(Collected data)
——
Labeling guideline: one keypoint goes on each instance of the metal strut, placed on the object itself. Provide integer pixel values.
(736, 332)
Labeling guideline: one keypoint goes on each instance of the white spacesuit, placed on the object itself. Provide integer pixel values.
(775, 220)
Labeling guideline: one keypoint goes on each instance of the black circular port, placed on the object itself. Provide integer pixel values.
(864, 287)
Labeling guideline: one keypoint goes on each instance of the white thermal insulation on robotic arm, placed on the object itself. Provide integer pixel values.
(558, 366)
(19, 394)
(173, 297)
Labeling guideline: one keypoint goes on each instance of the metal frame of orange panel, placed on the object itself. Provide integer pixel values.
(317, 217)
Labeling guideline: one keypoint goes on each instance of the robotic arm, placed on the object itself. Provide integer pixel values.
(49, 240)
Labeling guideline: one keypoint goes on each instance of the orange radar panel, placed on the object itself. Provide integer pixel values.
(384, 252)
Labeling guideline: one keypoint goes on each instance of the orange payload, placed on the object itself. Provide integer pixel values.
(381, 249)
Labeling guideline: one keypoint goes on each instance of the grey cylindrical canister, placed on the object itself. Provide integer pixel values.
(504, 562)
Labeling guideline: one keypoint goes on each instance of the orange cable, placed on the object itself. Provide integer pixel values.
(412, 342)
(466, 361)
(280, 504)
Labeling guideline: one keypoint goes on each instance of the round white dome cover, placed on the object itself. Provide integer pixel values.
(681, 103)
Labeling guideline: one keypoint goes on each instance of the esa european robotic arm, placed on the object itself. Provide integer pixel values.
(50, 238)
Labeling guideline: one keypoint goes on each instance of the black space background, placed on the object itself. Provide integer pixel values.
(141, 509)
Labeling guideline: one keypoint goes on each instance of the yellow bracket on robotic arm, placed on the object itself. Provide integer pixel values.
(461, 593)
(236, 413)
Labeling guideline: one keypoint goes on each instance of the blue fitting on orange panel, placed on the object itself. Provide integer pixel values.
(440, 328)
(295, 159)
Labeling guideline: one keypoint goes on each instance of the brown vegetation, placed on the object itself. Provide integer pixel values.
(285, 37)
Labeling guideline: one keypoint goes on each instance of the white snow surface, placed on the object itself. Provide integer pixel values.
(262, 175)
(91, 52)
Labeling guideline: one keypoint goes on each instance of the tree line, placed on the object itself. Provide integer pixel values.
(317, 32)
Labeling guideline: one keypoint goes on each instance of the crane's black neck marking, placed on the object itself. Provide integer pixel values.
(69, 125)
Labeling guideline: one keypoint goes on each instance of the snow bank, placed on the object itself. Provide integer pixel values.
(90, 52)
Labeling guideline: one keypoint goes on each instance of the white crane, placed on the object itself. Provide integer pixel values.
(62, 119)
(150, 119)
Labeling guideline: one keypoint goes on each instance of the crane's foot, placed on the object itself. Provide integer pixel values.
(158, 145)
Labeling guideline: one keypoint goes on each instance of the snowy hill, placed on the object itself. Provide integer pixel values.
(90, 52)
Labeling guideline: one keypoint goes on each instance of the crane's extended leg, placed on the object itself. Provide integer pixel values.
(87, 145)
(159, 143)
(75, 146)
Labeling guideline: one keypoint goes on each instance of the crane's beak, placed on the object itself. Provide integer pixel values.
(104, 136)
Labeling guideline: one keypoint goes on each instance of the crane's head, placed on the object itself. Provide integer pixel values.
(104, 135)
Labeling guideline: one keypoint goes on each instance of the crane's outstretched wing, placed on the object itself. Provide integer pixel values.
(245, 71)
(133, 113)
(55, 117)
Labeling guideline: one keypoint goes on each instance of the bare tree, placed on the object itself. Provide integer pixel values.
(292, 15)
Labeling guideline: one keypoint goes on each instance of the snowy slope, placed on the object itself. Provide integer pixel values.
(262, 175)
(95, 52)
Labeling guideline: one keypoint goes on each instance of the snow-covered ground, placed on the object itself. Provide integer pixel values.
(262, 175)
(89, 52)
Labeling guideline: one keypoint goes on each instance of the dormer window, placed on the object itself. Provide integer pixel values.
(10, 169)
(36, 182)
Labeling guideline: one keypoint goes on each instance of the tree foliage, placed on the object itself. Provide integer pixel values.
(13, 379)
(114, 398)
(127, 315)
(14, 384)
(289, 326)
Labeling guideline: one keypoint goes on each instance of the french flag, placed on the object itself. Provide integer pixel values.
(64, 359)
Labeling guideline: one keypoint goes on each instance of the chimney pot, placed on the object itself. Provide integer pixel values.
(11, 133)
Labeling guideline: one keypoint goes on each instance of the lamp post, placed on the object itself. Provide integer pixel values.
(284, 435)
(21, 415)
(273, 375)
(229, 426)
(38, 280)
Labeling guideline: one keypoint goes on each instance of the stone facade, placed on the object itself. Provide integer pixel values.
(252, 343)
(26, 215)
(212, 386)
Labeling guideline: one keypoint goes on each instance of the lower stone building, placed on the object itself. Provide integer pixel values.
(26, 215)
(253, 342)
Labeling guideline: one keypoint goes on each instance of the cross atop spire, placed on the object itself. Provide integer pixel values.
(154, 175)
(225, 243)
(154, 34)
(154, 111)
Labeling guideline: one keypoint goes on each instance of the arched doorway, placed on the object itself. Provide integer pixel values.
——
> [TASK BRIEF]
Copy the records exactly, keeping every word in place.

> [TASK ANSWER]
Labeling guideline: one keypoint goes on each instance of the metal strut, placed on the object itself. Provide integer pixel values.
(736, 332)
Labeling guideline: one keypoint goes on each instance of the white spacesuit, placed on the object itself. Provide integer pixel values.
(775, 220)
Labeling guideline: one keypoint goes on each instance of the black circular port, placed on the object itself. Provide integer pixel values.
(864, 287)
Labeling guideline: one keypoint goes on each instance of the white thermal insulation on robotic arm, placed on the object itself. Provide integer pixel values.
(558, 366)
(19, 394)
(173, 297)
Labeling guideline: one keypoint goes on each instance of the metal frame of orange panel, placed on the object itself. Provide integer pixel values.
(317, 217)
Labeling guideline: one keypoint goes on each instance of the robotic arm, placed on the object itself. Provide integer pixel values.
(49, 240)
Labeling guideline: one keypoint goes on each instance of the orange radar panel, placed on the object itself. Provide integer pixel values.
(384, 252)
Labeling guideline: one keypoint goes on each instance of the orange payload, placed on the object itself. Provide integer pixel values.
(381, 249)
Labeling guideline: one keypoint goes on each instance of the grey cylindrical canister, placed on the object itself. Provide integer pixel values.
(504, 562)
Labeling guideline: one keypoint goes on each instance of the orange cable, placed on the object itself. Provide integer pixel values.
(412, 342)
(466, 361)
(280, 504)
Labeling guideline: one keypoint goes on each instance of the round white dome cover, placed on the object itself. Provide integer pixel values.
(681, 103)
Labeling guideline: one keypoint goes on each instance of the esa european robotic arm, placed on the object itself. Provide integer pixel values.
(50, 238)
Labeling guideline: one keypoint goes on each instance of the black space background, placed on the object itself. Provide integer pixel values.
(141, 509)
Labeling guideline: one keypoint goes on each instance of the yellow bracket on robotic arm, placed on the object itself. Provide integer pixel values.
(461, 593)
(236, 413)
Labeling guideline: one keypoint goes on each instance of the blue fitting on orange panel, placed on the object itself. Provide integer pixel values.
(440, 328)
(295, 159)
Labeling guideline: one keypoint goes on each instance of the brown vegetation, placed on the object itself. Provide integer pixel values.
(285, 37)
Labeling guideline: one keypoint goes on each instance of the white snow surface, placed on the object itself. Provide integer pixel values.
(262, 175)
(91, 52)
Labeling guideline: one keypoint goes on each instance of the tree line, placed on the object itself. Provide integer pixel values.
(317, 32)
Labeling guideline: one keypoint goes on each instance of the crane's black neck marking, placed on the object itself. Provide integer pixel values.
(69, 125)
Labeling guideline: one keypoint goes on each instance of the snow bank, placed on the object itself. Provide integer pixel values.
(90, 52)
Labeling guideline: one keypoint goes on each instance of the white crane, placed on the object itself. Provide integer pixel values.
(62, 119)
(150, 119)
Labeling guideline: one keypoint goes on each instance of the crane's foot, placed on the object itself. Provide integer pixel values.
(158, 145)
Labeling guideline: one keypoint goes on each instance of the snowy hill, placed on the object itself. Provide integer pixel values.
(90, 52)
Labeling guideline: one keypoint goes on each instance of the crane's extended leg, placed on the object itself. Provide integer pixel values.
(87, 145)
(159, 143)
(75, 146)
Labeling guideline: one keypoint goes on each instance of the crane's beak, placed on the object itself. Provide integer pixel values.
(104, 136)
Labeling guideline: one keypoint goes on each instance of the crane's head, placed on the object itself. Provide integer pixel values.
(104, 135)
Labeling guideline: one keypoint goes on each instance of the crane's outstretched wing, placed on the object itself. Provide integer pixel values.
(245, 71)
(133, 113)
(55, 117)
Labeling guideline: one keypoint goes on each instance of the bare tree, placed on the object itself. Provide integer pixel values.
(292, 15)
Labeling guideline: one keypoint goes on each instance of the snowy slope, placed on the object itself. Provide integer pixel values.
(262, 175)
(95, 52)
Labeling guideline: one keypoint goes on each instance of the snow-covered ground, placed on the object itself. Provide integer pixel values.
(262, 175)
(89, 52)
Labeling guideline: one keypoint goes on each instance of the dormer window, placed on the object itself. Provide integer pixel values.
(10, 169)
(36, 182)
Labeling guideline: one keypoint goes on each instance of the tree foliage, placed on the object itself. Provide integer pixel values.
(13, 379)
(114, 398)
(127, 315)
(14, 384)
(289, 326)
Labeling guideline: one keypoint goes on each instance of the french flag, placed on the object itself. Provide integer pixel values.
(64, 359)
Labeling guideline: one keypoint goes on each instance of the chimney pot, placed on the object itself. Provide integer pixel values.
(11, 133)
Labeling guideline: one keypoint goes on each instance of the lamp post, placed on the object itself. Provide integer pixel values.
(284, 435)
(21, 415)
(273, 375)
(229, 426)
(38, 280)
Labeling guideline: one keypoint goes on each instance of the stone facade, placed on the object itself. Provide integer pixel values.
(252, 343)
(26, 215)
(212, 386)
Labeling guideline: one keypoint goes on each instance of the lower stone building, placed on the object itself. Provide integer pixel values.
(26, 215)
(253, 342)
Labeling guideline: one keypoint goes on each instance of the cross atop spire, placed on the object itself. Provide integer pixel values.
(154, 175)
(225, 243)
(154, 34)
(154, 111)
Labeling guideline: one keypoint goes on each instance of the arched doorway, placed on the object itself. Provide integer pixel values.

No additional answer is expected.